Dater: Yes. Kel Whelan came into Gemtech, I believe it was March 2000. He came over from Weapon Safety, a retail store in Bellevue, Washington. He was in charge of their Title II sales department. He saw an opportunity with our small blue sky company, and he came in to be in charge of our sales and marketing, and has done an excellent job. He’s been a wonderful addition to the company.
SAR: The trend in suppressors through the ’90s was to try and make them smaller, quieter, narrower, trying to compress them down to a certain point, and there were some issues that came out of that.
Dater: There were definitely some issues. The first thing is, the suppressor marketing people analyze the market and say, “Well, here’s what the customer wants: a silencer that works just as well as it did in the Antonio Banderas movie, ‘Assassin,’ and it is one inch in diameter, three inches long, will work on anything from .22 long rifle up through .50 Browning, and does 40 decibels reduction. That’s what the customer wants.” The customer, unfortunately, does not understand the basic laws of physics. At the moment the bullet leaves the bore, you have a certain volume of gas at a certain pressure and temperature that you have to deal with, and you have to drop your pressure one way or another. When you start making things too small, you are not dropping your pressure enough, and one of the things that happens is that the pressure stays higher in the bore for a longer period of time and cycling becomes more violent. As the cycling becomes more violent, and the cyclic rate goes up because of the violent cycling, you start beating the crap out of your gun, and you shorten the life of the weapon. Yeah, it may be smaller and lighter weight, but the reliability of the entire system is diminished. People don’t realize that suppressed weapons are a system; they’re not just an accessory you hang on like a flashlight. The other thing is that you’ve got to have some volume in the entrance chamber. There are people who have made really short cans, and they’ve taken the blast baffle and just shoved it up almost right against the muzzle. And in .223, at least, and especially in the shorter barrels, you’ve got a lot of unburned powder particles that are coming out like a plasma jet of superheated sand. Not only does it seriously sandblast the blast baffle, but it also sandblasts the muzzle. There have been some designs, the Smidget was one, that Al Paulson said at about 75 rounds, absolutely ruined the accuracy of his rifle because it eroded the muzzle. These are concerns. When you’re dealing with the pressures that you’re dealing with, you have to put in a margin of safety for your wall thickness of your tubing, so that you don’t end up rupturing the side of the suppressor and blowing stuff out the side, or breaking welds, because the entrance chambers are not designed properly. There’s a lot more to designing a suppressor than letting a monkey stick washers in a piece of pipe.
* * *
Quote the interview on suppressor design above in full, word for word.

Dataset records
* * *
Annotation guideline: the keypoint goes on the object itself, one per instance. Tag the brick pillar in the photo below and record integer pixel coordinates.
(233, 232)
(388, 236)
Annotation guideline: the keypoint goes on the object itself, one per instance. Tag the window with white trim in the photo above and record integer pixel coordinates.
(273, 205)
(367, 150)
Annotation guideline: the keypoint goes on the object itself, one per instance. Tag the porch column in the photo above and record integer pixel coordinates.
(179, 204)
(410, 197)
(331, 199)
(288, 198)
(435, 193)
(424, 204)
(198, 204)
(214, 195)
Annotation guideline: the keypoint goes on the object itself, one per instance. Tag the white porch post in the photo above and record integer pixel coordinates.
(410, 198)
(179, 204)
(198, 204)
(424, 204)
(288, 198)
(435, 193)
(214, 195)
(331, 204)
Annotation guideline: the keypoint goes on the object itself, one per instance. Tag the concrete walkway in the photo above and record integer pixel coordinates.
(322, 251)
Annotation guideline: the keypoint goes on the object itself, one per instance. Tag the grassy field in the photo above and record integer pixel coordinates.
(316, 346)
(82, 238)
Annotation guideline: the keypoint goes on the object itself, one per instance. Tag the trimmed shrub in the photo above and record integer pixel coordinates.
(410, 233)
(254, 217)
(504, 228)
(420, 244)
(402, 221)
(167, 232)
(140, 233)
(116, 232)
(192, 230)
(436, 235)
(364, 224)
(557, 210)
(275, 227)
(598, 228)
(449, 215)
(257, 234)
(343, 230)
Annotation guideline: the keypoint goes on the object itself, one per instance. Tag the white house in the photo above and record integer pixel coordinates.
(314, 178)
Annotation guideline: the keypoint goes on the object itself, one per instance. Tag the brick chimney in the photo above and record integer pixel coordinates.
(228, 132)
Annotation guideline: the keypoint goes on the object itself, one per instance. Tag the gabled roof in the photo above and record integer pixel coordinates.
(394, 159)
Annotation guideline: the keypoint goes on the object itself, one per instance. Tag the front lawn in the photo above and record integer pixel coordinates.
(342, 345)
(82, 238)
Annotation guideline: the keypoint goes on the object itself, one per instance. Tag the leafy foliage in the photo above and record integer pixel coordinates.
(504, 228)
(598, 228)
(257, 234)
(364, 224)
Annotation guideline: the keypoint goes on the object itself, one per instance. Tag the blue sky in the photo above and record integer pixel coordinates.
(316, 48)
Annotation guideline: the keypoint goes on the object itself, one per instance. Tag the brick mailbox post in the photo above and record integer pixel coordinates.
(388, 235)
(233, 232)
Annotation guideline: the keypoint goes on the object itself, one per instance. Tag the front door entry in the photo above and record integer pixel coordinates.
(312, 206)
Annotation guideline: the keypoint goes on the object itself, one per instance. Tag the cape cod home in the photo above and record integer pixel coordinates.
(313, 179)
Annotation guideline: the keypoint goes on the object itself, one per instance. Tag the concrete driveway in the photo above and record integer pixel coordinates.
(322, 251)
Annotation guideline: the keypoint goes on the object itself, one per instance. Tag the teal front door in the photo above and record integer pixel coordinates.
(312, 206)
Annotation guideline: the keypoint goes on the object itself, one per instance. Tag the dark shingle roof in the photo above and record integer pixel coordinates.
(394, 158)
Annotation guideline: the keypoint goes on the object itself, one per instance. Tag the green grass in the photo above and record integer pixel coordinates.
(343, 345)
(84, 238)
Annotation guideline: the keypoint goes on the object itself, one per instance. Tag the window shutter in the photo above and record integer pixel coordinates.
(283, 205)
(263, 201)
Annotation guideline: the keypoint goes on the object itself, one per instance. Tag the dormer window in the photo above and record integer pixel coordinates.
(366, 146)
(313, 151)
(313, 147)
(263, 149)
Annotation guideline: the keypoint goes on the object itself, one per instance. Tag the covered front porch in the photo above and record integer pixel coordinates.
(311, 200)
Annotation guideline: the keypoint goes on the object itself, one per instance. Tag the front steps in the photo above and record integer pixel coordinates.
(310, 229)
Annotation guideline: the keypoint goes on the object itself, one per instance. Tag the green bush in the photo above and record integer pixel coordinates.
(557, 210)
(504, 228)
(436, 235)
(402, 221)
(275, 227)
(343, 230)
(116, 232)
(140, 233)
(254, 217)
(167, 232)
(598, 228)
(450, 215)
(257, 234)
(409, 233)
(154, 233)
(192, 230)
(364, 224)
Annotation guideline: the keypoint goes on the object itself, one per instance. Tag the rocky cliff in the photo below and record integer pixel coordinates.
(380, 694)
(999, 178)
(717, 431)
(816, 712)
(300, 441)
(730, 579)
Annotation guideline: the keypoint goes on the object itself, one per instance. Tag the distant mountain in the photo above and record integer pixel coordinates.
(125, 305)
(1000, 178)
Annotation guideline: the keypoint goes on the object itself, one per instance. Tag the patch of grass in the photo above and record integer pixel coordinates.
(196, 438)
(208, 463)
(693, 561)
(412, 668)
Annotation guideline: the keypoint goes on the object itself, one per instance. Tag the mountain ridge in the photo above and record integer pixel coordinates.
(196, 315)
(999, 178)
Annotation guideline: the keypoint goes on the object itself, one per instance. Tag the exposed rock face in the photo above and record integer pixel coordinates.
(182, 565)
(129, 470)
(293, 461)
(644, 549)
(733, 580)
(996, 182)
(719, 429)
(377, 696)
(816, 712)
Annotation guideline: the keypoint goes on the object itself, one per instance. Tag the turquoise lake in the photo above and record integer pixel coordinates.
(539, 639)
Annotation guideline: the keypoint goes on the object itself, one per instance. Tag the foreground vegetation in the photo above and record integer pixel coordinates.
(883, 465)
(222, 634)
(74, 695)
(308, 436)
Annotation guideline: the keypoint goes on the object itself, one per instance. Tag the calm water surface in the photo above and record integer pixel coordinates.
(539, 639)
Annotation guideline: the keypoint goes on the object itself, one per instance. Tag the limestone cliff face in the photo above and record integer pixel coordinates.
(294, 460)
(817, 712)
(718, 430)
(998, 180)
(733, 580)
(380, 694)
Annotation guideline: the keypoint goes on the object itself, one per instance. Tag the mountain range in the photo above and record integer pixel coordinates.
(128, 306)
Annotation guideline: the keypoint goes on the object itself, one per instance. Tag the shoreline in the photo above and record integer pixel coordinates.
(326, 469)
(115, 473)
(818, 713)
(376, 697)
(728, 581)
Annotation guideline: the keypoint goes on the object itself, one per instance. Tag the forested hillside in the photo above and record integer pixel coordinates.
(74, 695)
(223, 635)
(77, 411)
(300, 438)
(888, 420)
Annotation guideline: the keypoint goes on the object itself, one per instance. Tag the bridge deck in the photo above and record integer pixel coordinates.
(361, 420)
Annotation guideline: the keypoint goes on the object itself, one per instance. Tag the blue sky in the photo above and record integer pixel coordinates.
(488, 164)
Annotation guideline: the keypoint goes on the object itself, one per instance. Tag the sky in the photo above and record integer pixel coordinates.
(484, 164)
* * *
**COMPLETE ANSWER:**
Dater: Yes. Kel Whelan came into Gemtech, I believe it was March 2000. He came over from Weapon Safety, a retail store in Bellevue, Washington. He was in charge of their Title II sales department. He saw an opportunity with our small blue sky company, and he came in to be in charge of our sales and marketing, and has done an excellent job. He’s been a wonderful addition to the company.
SAR: The trend in suppressors through the ’90s was to try and make them smaller, quieter, narrower, trying to compress them down to a certain point, and there were some issues that came out of that.
Dater: There were definitely some issues. The first thing is, the suppressor marketing people analyze the market and say, “Well, here’s what the customer wants: a silencer that works just as well as it did in the Antonio Banderas movie, ‘Assassin,’ and it is one inch in diameter, three inches long, will work on anything from .22 long rifle up through .50 Browning, and does 40 decibels reduction. That’s what the customer wants.” The customer, unfortunately, does not understand the basic laws of physics. At the moment the bullet leaves the bore, you have a certain volume of gas at a certain pressure and temperature that you have to deal with, and you have to drop your pressure one way or another. When you start making things too small, you are not dropping your pressure enough, and one of the things that happens is that the pressure stays higher in the bore for a longer period of time and cycling becomes more violent. As the cycling becomes more violent, and the cyclic rate goes up because of the violent cycling, you start beating the crap out of your gun, and you shorten the life of the weapon. Yeah, it may be smaller and lighter weight, but the reliability of the entire system is diminished. People don’t realize that suppressed weapons are a system; they’re not just an accessory you hang on like a flashlight. The other thing is that you’ve got to have some volume in the entrance chamber. There are people who have made really short cans, and they’ve taken the blast baffle and just shoved it up almost right against the muzzle. And in .223, at least, and especially in the shorter barrels, you’ve got a lot of unburned powder particles that are coming out like a plasma jet of superheated sand. Not only does it seriously sandblast the blast baffle, but it also sandblasts the muzzle. There have been some designs, the Smidget was one, that Al Paulson said at about 75 rounds, absolutely ruined the accuracy of his rifle because it eroded the muzzle. These are concerns. When you’re dealing with the pressures that you’re dealing with, you have to put in a margin of safety for your wall thickness of your tubing, so that you don’t end up rupturing the side of the suppressor and blowing stuff out the side, or breaking welds, because the entrance chambers are not designed properly. There’s a lot more to designing a suppressor than letting a monkey stick washers in a piece of pipe.